Recast the records, from the line containing "Where can you spot the dried" through their end, as a Markdown table with the columns Row and Line. Give each line a numbered row and leave out any blank lines.

··· Entries provided

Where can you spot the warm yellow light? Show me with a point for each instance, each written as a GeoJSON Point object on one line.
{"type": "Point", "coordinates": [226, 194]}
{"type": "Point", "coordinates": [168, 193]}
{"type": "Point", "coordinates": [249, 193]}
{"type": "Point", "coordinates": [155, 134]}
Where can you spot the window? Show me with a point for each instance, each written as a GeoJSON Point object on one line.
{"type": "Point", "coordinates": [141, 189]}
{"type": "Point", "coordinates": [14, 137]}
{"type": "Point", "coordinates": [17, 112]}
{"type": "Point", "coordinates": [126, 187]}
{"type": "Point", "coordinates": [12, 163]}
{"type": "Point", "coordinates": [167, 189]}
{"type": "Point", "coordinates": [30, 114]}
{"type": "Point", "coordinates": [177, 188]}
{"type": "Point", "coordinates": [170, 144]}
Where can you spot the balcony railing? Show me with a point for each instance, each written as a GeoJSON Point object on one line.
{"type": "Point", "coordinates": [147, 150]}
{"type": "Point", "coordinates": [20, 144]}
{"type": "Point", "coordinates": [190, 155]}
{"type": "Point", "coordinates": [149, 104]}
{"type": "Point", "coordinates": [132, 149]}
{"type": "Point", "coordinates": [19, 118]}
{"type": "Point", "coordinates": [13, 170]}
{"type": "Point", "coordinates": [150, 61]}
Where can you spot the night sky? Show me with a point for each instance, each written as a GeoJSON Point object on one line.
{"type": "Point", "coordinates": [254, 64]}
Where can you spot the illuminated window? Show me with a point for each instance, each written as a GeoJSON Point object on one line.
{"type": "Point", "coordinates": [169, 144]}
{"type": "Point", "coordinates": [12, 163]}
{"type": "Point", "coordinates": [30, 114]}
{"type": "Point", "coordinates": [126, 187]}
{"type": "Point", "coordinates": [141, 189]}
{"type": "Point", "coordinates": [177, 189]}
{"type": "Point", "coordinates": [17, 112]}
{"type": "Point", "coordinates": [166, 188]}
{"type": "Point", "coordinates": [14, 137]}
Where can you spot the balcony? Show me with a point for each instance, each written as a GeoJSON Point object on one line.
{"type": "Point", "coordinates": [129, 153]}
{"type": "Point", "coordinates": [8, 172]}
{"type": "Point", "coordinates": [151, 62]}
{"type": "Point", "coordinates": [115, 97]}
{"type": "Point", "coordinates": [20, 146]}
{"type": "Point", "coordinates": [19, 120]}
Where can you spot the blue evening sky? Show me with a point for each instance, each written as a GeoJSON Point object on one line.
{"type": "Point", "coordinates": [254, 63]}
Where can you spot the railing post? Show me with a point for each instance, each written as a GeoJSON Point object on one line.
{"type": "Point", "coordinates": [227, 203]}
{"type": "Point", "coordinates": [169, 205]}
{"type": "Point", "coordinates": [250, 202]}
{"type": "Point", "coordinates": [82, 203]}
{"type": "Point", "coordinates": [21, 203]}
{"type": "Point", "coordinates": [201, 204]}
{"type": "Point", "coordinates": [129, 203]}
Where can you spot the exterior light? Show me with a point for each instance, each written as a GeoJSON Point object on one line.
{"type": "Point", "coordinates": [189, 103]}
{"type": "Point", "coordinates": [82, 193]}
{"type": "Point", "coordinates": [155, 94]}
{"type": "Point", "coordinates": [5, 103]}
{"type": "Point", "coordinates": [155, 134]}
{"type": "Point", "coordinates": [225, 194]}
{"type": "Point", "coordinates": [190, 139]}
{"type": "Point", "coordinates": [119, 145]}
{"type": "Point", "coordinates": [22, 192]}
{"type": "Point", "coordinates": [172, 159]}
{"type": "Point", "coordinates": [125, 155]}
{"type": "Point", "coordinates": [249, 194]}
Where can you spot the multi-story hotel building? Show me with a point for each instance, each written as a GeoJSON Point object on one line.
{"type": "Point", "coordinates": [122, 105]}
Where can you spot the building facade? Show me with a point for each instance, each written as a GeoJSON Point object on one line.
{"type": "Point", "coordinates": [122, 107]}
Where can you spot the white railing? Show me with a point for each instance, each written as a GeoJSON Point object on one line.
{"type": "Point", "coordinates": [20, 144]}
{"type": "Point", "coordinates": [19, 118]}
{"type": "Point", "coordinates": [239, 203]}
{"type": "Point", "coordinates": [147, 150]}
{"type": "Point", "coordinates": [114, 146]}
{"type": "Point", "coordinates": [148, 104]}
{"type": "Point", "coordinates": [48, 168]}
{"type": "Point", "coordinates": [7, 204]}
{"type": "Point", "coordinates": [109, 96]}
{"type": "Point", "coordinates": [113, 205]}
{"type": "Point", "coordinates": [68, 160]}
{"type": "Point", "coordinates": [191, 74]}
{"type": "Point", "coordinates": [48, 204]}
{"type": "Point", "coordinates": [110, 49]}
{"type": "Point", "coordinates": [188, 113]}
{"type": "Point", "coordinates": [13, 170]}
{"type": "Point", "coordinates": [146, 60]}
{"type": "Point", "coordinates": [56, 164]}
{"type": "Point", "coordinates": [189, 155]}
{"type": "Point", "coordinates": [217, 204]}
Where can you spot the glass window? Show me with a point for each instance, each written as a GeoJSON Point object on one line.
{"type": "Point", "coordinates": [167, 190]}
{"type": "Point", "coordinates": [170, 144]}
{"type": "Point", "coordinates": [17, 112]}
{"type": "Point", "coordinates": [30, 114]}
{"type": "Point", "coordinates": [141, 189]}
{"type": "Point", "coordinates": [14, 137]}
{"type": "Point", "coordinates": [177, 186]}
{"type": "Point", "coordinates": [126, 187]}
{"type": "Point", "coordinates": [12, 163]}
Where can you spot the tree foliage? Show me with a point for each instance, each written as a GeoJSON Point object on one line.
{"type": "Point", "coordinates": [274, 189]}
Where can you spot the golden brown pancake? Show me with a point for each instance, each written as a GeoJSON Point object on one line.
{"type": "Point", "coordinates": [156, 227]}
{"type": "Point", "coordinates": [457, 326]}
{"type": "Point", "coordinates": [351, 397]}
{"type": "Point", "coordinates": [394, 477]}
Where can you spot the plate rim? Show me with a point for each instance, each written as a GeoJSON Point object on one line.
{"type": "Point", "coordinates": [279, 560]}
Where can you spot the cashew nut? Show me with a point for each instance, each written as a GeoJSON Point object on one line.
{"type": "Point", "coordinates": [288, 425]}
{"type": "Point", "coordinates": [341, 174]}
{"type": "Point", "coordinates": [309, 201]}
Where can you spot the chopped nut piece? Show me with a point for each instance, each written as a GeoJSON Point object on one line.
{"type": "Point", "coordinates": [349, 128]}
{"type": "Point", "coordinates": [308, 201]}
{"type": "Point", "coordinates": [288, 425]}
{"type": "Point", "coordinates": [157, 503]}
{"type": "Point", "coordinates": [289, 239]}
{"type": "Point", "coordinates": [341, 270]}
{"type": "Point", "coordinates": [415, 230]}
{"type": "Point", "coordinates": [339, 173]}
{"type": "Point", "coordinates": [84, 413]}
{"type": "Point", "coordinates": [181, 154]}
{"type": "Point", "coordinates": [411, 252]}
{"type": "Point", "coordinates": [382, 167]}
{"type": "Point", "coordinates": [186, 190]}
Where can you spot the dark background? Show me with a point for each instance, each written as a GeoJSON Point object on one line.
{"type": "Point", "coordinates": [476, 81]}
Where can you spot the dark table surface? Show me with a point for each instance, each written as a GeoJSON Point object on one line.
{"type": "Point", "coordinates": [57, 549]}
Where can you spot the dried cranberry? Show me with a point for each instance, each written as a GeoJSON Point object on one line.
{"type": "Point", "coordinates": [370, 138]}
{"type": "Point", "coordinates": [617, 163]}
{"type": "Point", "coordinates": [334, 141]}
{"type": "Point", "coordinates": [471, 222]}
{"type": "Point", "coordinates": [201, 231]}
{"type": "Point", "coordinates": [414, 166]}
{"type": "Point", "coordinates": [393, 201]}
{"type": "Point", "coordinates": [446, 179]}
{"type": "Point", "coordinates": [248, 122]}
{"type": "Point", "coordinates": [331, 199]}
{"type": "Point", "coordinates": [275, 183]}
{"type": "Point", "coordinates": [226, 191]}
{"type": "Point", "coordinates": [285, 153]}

······

> [Response for this exercise]:
| Row | Line |
|---|---|
| 1 | Where can you spot the dried cranberry? Show me with a point for each instance, each written as a GeoJSON Point object on one line. |
| 2 | {"type": "Point", "coordinates": [370, 138]} |
| 3 | {"type": "Point", "coordinates": [617, 163]} |
| 4 | {"type": "Point", "coordinates": [334, 141]} |
| 5 | {"type": "Point", "coordinates": [471, 222]} |
| 6 | {"type": "Point", "coordinates": [201, 231]} |
| 7 | {"type": "Point", "coordinates": [414, 166]} |
| 8 | {"type": "Point", "coordinates": [393, 201]} |
| 9 | {"type": "Point", "coordinates": [446, 179]} |
| 10 | {"type": "Point", "coordinates": [248, 122]} |
| 11 | {"type": "Point", "coordinates": [331, 199]} |
| 12 | {"type": "Point", "coordinates": [275, 183]} |
| 13 | {"type": "Point", "coordinates": [226, 191]} |
| 14 | {"type": "Point", "coordinates": [285, 153]} |